> _Task_: Without omitting anything, return the records precisely as given.

--- start Dataset entries ---

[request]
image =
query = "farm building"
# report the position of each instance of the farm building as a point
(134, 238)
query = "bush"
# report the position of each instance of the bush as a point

--- end Dataset entries ---

> _Full answer_:
[request]
image =
query = "farm building"
# report the position of each instance of the farm building as a point
(134, 238)
query = "bush"
# report the position of each instance of the bush as a point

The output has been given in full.